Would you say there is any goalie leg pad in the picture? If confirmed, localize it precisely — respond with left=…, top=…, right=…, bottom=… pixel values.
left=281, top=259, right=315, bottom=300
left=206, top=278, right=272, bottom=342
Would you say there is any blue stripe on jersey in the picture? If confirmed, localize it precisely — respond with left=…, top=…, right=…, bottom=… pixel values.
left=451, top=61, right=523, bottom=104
:::::
**Enunciado**: Pase las líneas del material anterior a una lista JSON de cadenas, con una cadena por cada línea y sin incluir las líneas en blanco.

**Solución**:
[
  "Would you say there is any goalie leg pad in the picture? If confirmed, localize it precisely — respond with left=…, top=…, right=…, bottom=… pixel values.",
  "left=281, top=259, right=315, bottom=300",
  "left=206, top=278, right=272, bottom=342",
  "Would you say there is any blue stripe on jersey in the picture? If confirmed, localize it precisely — respond with left=…, top=…, right=…, bottom=… pixel values.",
  "left=451, top=61, right=523, bottom=104"
]